§ TO DO: Can you continue the abstracts on microtubules in cystic fibrosis below, picking up after the title "Ibuprofen regulation of microtubule dynamics in cystic fibrosis epithelial cells."?

§ PAGE EXTRACT:

In vivo impact of tubulin polymerization promoting protein (Tppp) knockout to the airway inflammatory response.

Microtubule dysfunction has been implicated as a mediator of inflammation in multiple diseases such as disorders of the cardiovascular and neurologic systems. Tubulin polymerization promoting protein (Tppp) facilitates microtubule elongation and regulates tubulin acetylation through inhibition of cytosolic deacetylase enzymes. Pathologic alterations in microtubule structure and dynamics have been described in cystic fibrosis (CF) and associated with inflammation, however the causality and mechanism remain unclear. Likewise, Tppp has been identified as a potential modifier of CF airway disease severity. Here we directly assess the impact of microtubule dysfunction on infection and inflammation by interrogating wild type and a Tppp knockout mouse model (Tppp - / -). Mice are challenged with a clinical isolate of Pseudomonas aeruginosa-laden agarose beads and assessed for bacterial clearance and inflammatory markers. Tppp - / - mouse model demonstrate impaired bacterial clearance and an elevated inflammatory response compared to control mice. These data are consistent with the hypothesis microtubule dysregulation is sufficient to lead to CF-like airway responses in mice.

Ibuprofen regulation of microtubule dynamics in cystic fibrosis epithelial cells.

(Region pointing data)
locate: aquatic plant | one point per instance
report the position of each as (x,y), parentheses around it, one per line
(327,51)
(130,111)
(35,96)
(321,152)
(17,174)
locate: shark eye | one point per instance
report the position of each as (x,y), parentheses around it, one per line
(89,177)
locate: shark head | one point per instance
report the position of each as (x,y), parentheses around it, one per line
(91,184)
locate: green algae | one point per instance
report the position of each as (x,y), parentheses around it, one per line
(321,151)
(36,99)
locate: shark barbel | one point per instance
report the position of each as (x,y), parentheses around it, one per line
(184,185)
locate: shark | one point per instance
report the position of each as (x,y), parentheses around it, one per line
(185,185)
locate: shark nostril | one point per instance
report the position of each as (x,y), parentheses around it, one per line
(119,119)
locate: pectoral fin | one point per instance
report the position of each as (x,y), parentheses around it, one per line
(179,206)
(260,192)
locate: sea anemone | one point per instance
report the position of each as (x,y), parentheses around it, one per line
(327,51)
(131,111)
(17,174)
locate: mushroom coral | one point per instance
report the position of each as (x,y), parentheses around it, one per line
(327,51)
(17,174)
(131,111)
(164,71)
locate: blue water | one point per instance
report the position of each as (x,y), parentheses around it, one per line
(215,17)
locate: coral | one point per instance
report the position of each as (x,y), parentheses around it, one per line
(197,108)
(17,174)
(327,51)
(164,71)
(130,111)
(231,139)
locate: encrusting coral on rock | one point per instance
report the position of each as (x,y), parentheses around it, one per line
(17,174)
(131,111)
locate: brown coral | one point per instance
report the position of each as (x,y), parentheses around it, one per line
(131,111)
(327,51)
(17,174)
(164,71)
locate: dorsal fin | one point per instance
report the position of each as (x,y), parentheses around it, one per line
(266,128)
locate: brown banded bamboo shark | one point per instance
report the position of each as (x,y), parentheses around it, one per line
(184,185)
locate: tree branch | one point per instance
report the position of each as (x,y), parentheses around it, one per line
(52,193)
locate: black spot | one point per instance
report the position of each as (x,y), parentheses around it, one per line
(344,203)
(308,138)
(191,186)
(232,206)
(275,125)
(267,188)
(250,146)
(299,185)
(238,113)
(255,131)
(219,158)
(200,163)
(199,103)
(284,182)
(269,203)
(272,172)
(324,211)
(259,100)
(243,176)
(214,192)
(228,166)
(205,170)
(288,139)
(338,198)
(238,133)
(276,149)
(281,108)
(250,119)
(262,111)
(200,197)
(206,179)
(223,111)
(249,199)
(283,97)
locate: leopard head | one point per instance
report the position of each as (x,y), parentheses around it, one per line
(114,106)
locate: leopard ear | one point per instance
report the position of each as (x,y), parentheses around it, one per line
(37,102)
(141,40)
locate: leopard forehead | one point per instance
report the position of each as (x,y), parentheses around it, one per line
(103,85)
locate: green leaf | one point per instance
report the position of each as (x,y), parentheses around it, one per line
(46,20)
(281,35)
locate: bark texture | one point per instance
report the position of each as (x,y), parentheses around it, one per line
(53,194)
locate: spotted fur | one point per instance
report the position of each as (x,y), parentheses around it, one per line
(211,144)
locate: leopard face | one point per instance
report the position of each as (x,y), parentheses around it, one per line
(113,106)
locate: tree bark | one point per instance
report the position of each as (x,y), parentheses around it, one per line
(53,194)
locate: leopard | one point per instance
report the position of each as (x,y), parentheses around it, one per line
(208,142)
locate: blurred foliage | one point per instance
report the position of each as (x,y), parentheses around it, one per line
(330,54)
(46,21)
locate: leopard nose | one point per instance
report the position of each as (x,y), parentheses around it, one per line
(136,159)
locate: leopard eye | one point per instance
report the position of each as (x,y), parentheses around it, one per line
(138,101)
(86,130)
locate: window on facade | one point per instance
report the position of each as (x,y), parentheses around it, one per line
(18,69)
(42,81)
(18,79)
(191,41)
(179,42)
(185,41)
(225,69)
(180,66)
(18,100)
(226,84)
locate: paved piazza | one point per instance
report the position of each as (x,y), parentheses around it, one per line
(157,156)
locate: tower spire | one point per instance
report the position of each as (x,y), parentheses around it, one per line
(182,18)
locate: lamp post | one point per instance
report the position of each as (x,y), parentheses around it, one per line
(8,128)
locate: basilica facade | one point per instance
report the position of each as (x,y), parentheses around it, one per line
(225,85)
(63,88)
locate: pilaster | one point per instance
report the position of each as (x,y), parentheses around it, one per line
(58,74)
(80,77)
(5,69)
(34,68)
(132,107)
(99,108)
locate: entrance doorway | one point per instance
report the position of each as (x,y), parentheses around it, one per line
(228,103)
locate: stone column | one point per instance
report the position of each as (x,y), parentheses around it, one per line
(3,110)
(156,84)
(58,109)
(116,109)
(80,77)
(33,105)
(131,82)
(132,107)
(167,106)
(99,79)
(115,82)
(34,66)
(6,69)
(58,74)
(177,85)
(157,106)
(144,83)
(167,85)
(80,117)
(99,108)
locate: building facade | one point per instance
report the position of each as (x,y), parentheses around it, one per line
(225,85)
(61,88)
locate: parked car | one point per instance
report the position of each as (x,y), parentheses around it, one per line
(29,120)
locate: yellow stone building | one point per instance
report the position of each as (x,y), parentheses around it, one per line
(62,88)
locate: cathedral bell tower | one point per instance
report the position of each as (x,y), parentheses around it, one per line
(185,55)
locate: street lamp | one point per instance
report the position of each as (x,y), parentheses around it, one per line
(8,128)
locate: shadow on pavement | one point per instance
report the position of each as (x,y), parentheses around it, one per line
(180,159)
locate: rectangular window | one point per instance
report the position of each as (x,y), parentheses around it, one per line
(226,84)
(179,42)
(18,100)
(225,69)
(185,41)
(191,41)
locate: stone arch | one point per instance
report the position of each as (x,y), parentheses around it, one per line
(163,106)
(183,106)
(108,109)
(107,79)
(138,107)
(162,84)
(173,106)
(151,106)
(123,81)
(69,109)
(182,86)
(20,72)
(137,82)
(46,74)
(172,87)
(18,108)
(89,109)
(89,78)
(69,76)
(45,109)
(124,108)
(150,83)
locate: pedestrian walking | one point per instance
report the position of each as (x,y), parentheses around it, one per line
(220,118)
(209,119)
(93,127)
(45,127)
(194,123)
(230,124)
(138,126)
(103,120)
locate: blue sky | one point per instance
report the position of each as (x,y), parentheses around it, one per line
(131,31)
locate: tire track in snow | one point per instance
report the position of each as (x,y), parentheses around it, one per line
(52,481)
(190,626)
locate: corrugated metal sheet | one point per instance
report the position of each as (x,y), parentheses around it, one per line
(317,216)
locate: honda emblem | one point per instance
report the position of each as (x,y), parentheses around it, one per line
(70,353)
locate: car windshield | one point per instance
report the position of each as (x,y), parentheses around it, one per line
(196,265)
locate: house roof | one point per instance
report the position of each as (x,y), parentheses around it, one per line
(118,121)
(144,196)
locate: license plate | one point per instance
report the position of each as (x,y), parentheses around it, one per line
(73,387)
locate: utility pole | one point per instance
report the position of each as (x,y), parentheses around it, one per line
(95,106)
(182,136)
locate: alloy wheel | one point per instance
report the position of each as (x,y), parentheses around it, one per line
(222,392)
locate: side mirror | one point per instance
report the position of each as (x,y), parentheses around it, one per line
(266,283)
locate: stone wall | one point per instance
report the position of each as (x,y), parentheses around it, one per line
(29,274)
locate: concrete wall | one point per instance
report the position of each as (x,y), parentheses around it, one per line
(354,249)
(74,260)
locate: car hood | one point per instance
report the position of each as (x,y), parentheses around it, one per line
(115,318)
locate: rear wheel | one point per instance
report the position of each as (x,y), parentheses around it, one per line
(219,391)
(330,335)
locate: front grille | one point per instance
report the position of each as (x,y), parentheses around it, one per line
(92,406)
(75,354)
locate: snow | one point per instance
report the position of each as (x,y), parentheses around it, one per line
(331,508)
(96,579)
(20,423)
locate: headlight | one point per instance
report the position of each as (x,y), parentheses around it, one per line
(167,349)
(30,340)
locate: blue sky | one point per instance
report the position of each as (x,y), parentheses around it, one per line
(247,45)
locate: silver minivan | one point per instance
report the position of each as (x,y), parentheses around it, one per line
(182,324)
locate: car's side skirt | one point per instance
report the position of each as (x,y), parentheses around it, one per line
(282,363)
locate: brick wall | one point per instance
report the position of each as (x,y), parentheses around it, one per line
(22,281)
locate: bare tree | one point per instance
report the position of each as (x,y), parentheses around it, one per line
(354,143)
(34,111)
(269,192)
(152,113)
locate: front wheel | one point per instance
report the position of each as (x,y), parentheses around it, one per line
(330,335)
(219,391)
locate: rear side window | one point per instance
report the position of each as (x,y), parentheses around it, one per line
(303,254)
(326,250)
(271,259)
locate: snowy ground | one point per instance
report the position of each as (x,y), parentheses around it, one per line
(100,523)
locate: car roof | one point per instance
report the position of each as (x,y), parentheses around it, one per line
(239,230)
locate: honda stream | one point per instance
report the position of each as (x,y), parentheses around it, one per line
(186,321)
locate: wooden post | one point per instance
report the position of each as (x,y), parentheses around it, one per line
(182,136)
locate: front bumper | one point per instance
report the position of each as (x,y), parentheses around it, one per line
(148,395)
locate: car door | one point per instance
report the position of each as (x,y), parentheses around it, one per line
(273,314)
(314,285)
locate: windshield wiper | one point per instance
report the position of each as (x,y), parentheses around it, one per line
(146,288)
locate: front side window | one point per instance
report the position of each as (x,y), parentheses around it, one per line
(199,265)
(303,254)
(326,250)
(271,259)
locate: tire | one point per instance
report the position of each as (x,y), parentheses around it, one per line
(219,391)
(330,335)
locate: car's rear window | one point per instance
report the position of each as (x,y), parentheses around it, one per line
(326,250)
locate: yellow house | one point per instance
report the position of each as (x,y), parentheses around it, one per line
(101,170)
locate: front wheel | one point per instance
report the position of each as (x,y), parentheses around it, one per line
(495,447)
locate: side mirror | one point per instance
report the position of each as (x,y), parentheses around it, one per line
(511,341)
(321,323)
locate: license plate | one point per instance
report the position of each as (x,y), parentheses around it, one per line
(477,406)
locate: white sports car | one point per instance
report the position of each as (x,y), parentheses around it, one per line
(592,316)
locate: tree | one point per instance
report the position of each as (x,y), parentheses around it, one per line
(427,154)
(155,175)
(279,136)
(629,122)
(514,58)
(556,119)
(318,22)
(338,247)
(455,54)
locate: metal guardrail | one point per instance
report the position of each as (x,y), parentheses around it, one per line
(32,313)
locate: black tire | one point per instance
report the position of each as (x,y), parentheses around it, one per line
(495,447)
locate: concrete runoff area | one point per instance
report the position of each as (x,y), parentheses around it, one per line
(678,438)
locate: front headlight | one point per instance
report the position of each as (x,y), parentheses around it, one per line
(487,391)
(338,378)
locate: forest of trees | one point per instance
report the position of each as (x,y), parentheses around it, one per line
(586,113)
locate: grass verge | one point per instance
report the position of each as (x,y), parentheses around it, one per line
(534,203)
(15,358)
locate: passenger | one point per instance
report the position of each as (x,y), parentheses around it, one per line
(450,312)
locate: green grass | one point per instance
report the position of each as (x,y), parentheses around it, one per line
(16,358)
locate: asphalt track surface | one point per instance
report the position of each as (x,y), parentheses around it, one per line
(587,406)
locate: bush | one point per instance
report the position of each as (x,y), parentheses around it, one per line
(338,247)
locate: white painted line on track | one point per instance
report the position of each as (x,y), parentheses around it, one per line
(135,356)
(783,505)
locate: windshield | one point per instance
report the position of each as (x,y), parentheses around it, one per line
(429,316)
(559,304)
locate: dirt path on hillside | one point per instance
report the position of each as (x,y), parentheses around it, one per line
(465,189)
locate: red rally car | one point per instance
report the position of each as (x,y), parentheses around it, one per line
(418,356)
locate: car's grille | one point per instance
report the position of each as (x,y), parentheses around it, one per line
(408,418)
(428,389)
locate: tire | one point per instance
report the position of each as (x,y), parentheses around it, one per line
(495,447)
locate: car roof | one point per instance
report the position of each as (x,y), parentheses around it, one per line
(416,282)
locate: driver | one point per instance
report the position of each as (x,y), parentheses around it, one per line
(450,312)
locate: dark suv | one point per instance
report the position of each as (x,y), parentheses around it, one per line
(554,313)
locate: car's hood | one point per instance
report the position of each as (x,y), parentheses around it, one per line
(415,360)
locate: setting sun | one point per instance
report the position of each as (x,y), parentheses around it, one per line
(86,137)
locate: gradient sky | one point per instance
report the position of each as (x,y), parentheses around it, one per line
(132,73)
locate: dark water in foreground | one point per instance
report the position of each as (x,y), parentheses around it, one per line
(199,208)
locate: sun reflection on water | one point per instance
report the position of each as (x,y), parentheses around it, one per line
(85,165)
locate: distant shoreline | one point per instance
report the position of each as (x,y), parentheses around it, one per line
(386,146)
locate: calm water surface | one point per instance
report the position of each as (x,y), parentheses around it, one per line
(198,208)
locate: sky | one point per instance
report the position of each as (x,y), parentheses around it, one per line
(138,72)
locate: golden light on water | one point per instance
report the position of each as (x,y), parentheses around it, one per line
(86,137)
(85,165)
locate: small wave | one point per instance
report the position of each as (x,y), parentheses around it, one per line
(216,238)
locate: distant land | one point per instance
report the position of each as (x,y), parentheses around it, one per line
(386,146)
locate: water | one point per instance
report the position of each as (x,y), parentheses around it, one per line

§ EXPECTED ANSWER:
High-dose ibuprofen, an effective anti-inflammatory therapy for the treatment of cystic fibrosis (CF), has been shown to preserve lung function in a pediatric population. Despite its efficacy, few patients receive ibuprofen treatment due to potential renal and gastrointestinal toxicity. The mechanism of ibuprofen efficacy is also unclear. We have previously demonstrated that CF microtubules are slower to reform after depolymerization compared with respective wild-type controls. Slower microtubule dynamics in CF cells are responsible for impaired intracellular transport and are related to inflammatory signaling. Here, it is identified that high-dose ibuprofen treatment in both CF cell models and primary CF nasal epithelial cells restores microtubule reformation rates to wild-type levels, as well as induce extension of microtubules to the cell periphery. Ibuprofen treatment also restores microtubule-dependent intracellular transport monitored by measuring intracellular cholesterol transport. These effects are specific to ibuprofen as other cyclooxygenase inhibitors have no effect on these measures. Effects of ibuprofen are mimicked by stimulation of AMPK and blocked by the AMPK inhibitor compound C. We conclude that high-dose ibuprofen treatment enhances microtubule formation in CF cells likely through an AMPK-related pathway. These findings define a potential mechanism to explain the efficacy of ibuprofen therapy in CF.